━━ EXTRAIT CHOISI

La famille, lieu d’action

Chers grands parents,

Dans les précédents articles, nous avons traité essentiellement du rôle des grands parents dans la construction, voire la survie de leur propre famille. Il nous paraît utile de parler du rayonnement qu’elle doit avoir sur la société.

Il serait tentant de croire que, dans ce monde « anti-Christ » où « tout est mauvais », le rôle de la famille catholique se résume à exister, éduquer les siens, considérant qu’à l’extérieur il n’y a plus rien à faire. Un saint prêtre[1] de la fin du 19ème siècle exposait au contraire le rôle essentiel que devaient avoir les familles dans cette situation d’effondrement.

La situation de nos contemporains peut s’assimiler à celle d’une population d’affamés. Dans ce cas, le devoir du catholique est de se priver même du nécessaire pour lui venir en aide. Notre société est dans une situation plus grave que celle de la peste ou de la guerre… « La plupart des âmes vont en enfer parce que personne ne prie pour elles » disait la sainte Vierge à Fatima. Il nous faut prier et agir.

La famille ne peut donc se placer en simple spectatrice lucide de la situation, abonnée aux bons journaux, mettant ses enfants dans des écoles réellement catholiques, critiquant avec sévérité la perversion de ses contemporains.

Tout chrétien doit être apôtre et les grands-parents doivent prêcher ce principe dans leur famille.

Cette apostolat nécessite de s’unir : « Là où deux ou trois sont unis en Mon nom, Je suis au milieu d’eux » et « qu’ils soient un comme Mon père céleste et Moi-même sommes un ». Seul, l’individu est impuissant. A cet égard, on ne peut qu’admirer l’unité dont ont su faire preuve nos adversaires pour instiller puis imposer tous les principes destructeurs de la société chrétienne, avançant pas à pas pour rendre évidement nécessaires toutes les perversités de notre société laïque. L’avortement considéré comme une abomination par la plupart de nos concitoyens dans les années 60 est considéré comme un droit absolu par les mêmes qui le condamnaient !

Engageons donc nos familles et engageons-nous nous-mêmes dans les mouvements existants pour défendre la chrétienté que ce soit par le scoutisme, les mouvements catholiques de familles, les chapelets des mamans, les pèlerinages ou autres. Avant de créer du nouveau, soutenons ce qui existe. Cela n’est pas facultatif !

Les responsables de mouvements connaissent les habituelles objections2…

  • « Je ne suis pas compétent, ça n’est pas le moment, j’ai déjà donné… » Les mouvements catholiques ne sont pas des groupements de saints experts mais d’hommes et de femmes dont le principal mérite est d’être là, prêts à servir avec leurs qualités et leurs défauts.

━━━━
━━ DONNÉES FOURNIES

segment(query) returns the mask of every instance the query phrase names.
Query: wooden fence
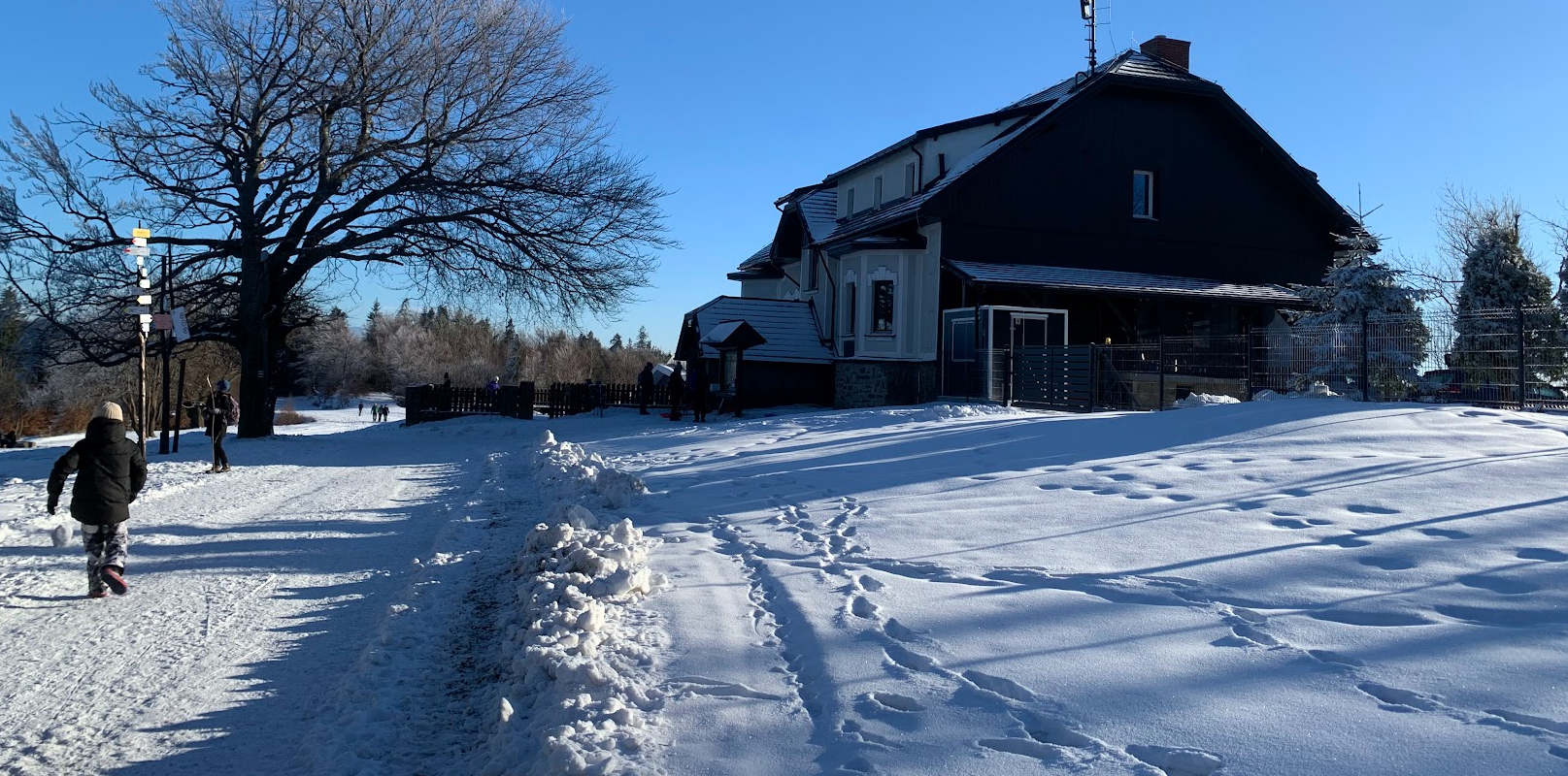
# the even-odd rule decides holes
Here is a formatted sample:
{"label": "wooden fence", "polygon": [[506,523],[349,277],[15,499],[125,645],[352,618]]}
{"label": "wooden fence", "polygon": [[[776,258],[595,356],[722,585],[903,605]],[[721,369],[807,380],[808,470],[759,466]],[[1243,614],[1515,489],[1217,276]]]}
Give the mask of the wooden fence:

━━━━

== TÂCHES ET EXERCICES ==
1. Recopiez fidèlement le passage de l'extrait choisi qui va de « Engageons donc nos » jusqu'à « et leurs défauts. ».
2. Traduisez en anglais cette phrase de l'extrait choisi : « Tout chrétien doit être apôtre et les grands-parents doivent prêcher ce principe dans leur famille. »

== RÉPONSES PAR TÂCHE ==
1.
Engageons donc nos familles et engageons-nous nous-mêmes dans les mouvements existants pour défendre la chrétienté que ce soit par le scoutisme, les mouvements catholiques de familles, les chapelets des mamans, les pèlerinages ou autres. Avant de créer du nouveau, soutenons ce qui existe. Cela n’est pas facultatif !

Les responsables de mouvements connaissent les habituelles objections2…

  • « Je ne suis pas compétent, ça n’est pas le moment, j’ai déjà donné… » Les mouvements catholiques ne sont pas des groupements de saints experts mais d’hommes et de femmes dont le principal mérite est d’être là, prêts à servir avec leurs qualités et leurs défauts.

2. Every Christian must be an apostle, and grandparents must preach this principle within their family.